(Exercise materials):

******************************

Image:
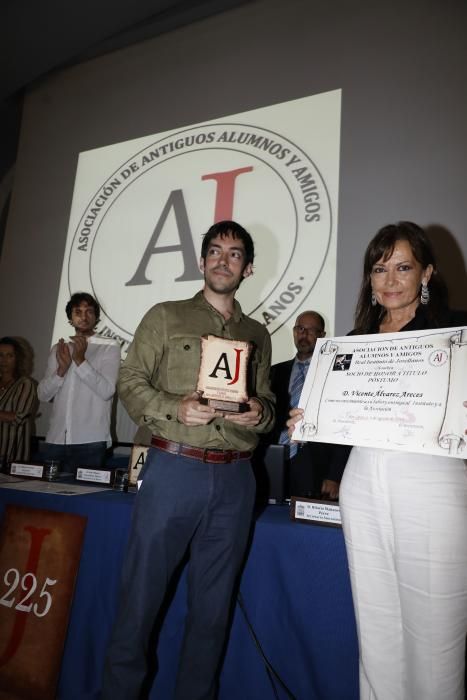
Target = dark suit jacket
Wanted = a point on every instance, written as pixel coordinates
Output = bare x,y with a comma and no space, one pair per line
314,461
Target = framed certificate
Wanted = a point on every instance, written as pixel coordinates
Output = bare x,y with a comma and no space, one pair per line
401,391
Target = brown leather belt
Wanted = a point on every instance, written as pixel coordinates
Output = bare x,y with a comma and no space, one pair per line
209,456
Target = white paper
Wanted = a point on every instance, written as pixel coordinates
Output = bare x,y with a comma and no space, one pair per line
401,391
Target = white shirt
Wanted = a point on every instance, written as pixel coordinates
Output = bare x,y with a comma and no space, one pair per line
82,399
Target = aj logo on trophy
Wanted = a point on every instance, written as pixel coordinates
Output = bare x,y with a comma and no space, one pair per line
222,381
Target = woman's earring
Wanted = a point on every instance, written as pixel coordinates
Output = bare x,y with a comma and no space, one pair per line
425,293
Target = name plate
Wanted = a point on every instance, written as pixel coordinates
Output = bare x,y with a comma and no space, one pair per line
96,476
222,380
22,469
137,461
313,510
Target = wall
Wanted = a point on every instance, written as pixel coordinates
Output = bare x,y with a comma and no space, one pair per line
402,68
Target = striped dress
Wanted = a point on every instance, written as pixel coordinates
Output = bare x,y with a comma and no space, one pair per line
15,437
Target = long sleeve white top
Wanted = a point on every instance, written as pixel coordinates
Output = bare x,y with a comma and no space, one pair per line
82,398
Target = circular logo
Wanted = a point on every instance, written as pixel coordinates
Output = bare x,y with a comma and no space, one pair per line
138,239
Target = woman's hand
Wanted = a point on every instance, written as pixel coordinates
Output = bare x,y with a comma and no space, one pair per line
295,415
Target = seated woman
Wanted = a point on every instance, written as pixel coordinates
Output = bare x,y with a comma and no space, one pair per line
18,402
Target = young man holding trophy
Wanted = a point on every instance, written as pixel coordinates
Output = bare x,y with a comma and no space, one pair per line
197,375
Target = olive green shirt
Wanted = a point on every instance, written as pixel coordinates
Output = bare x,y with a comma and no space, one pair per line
162,367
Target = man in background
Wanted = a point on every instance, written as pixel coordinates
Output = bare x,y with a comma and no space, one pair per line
80,379
311,467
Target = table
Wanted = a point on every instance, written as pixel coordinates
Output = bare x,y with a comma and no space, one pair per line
294,586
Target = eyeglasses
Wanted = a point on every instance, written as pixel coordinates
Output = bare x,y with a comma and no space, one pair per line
308,329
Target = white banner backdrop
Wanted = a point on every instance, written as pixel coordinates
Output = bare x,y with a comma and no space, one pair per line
140,209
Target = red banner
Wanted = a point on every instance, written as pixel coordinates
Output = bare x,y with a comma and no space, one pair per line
39,559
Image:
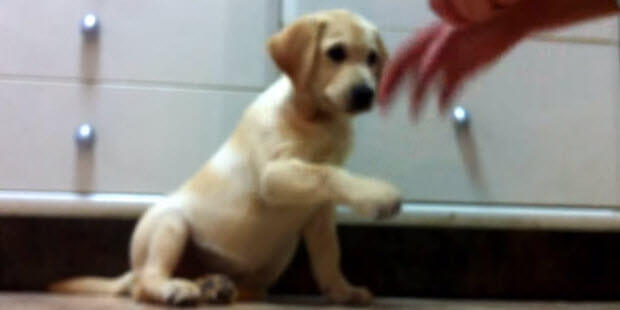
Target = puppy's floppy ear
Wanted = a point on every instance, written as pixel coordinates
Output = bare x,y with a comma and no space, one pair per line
383,54
295,48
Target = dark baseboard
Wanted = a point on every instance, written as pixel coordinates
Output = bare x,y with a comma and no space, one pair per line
391,261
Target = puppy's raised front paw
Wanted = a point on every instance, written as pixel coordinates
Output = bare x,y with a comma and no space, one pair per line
375,199
181,293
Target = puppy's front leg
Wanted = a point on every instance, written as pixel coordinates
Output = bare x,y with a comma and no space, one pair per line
295,182
324,250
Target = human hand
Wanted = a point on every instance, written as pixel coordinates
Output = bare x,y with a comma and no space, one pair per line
452,53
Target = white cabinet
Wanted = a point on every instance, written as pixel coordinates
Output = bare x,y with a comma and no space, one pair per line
164,82
214,43
146,140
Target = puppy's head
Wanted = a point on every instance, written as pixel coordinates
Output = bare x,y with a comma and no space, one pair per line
333,58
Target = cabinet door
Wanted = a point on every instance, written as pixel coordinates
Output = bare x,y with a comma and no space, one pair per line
146,140
215,43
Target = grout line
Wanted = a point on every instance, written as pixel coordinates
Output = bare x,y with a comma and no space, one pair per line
126,84
585,218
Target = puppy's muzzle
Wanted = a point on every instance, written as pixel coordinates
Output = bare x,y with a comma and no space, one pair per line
361,98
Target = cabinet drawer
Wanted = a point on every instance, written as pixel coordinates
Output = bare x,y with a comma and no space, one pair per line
406,15
543,131
147,140
217,42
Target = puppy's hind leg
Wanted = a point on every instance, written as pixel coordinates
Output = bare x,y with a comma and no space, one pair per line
168,236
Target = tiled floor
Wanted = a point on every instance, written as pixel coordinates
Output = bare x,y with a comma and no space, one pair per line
55,302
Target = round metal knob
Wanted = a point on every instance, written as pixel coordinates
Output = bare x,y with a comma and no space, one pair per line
85,136
461,117
90,24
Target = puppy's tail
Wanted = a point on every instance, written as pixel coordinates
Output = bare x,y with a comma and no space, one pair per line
95,285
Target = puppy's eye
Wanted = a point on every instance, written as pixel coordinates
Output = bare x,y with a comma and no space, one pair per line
372,58
337,53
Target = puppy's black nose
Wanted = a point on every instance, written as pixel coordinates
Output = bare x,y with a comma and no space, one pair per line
361,98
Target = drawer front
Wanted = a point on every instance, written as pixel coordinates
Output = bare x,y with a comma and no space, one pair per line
199,42
405,15
147,140
542,131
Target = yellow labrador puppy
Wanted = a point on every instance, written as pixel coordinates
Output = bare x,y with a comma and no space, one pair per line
275,180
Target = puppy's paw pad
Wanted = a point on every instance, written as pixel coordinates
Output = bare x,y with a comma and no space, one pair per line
181,293
217,289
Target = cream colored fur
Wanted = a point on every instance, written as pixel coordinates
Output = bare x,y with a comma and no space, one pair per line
276,179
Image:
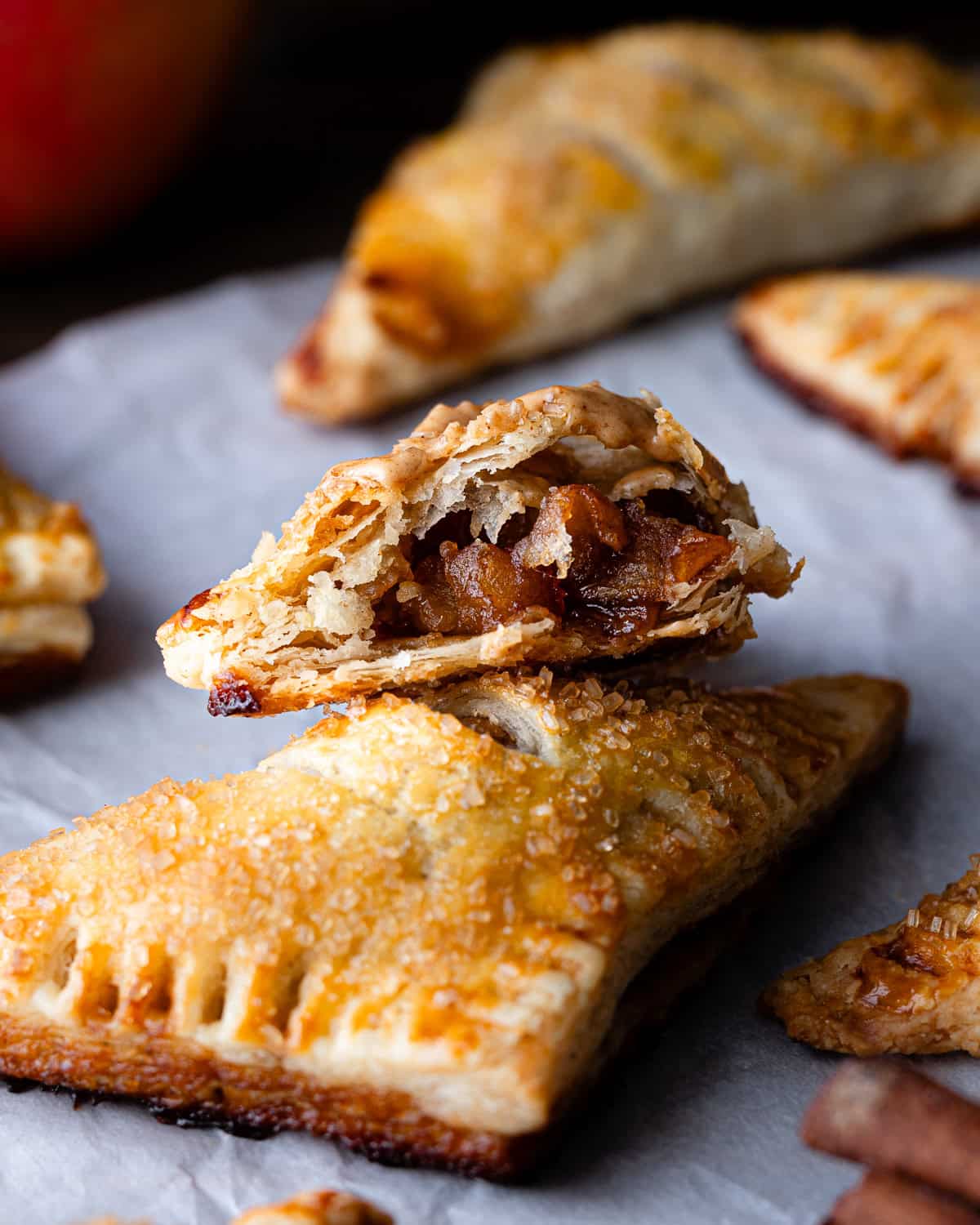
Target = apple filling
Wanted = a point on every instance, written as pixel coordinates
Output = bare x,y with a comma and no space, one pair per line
587,563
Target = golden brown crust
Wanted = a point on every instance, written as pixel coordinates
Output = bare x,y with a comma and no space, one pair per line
403,933
911,989
587,183
299,627
34,673
894,358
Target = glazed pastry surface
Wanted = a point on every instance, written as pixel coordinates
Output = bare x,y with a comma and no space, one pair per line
49,570
585,184
566,524
897,358
413,929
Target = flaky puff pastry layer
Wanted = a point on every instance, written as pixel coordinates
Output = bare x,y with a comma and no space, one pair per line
310,1208
49,568
587,183
911,989
298,626
404,931
897,358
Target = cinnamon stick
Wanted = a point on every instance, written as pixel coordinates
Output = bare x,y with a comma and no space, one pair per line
886,1116
884,1198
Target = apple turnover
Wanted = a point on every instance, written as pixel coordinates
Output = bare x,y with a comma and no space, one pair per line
49,568
585,184
413,929
911,989
564,526
897,358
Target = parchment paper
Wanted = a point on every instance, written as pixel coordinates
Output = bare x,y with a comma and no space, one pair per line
162,424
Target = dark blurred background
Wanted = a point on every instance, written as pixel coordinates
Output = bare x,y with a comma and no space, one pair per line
320,97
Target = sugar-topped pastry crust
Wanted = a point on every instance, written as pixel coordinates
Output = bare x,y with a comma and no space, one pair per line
49,568
587,183
897,358
911,989
342,604
413,929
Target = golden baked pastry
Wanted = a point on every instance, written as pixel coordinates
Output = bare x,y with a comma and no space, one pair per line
311,1208
318,1208
585,184
411,929
911,987
897,358
49,568
568,524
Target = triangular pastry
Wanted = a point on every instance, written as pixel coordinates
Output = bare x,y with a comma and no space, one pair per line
568,524
913,987
585,184
49,568
896,358
411,929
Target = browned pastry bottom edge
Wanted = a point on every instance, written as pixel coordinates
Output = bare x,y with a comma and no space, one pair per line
26,675
818,399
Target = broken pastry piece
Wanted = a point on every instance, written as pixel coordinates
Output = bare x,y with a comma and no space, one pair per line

******************************

(What you have to do): Write out exactly the lines of the entries above that run from the line containing "Target = dark blurred background" through the last line, including both.

(Full answer):
Target = dark blurred background
Wanted = a point on every instance, written as pixel coordinates
Output = bare x,y with a comma and no space, one pair per line
320,97
Target = sugar-topped pastry crust
Wanted = a point on every instance, written as pixel coordinates
Output = bare x,y with a comma and no space, one pair per line
49,568
587,183
897,358
911,989
342,604
413,929
Target = golden baked pastry
Wanted = a point on every instance, written as pixel coordinates
Output = bare x,y with a comma and no space, one pair per line
311,1208
318,1208
585,184
411,929
911,987
897,358
49,568
568,524
Target = triangular pastry
Wanted = a point on every instance, written as pixel coordinates
Output = bare x,y with a comma and no space, one pair per line
568,524
913,987
585,184
49,568
896,358
411,929
Target = browned pastry bottom edge
Wanted = a point on every instance, written as pixel coordinates
Output = bare x,y with a comma and no space, one pair per line
26,675
818,399
Target = broken pastry piece
Wanted = a point on every instance, written as pixel coordinates
Output = bare x,y with a comma and no space, one pair per line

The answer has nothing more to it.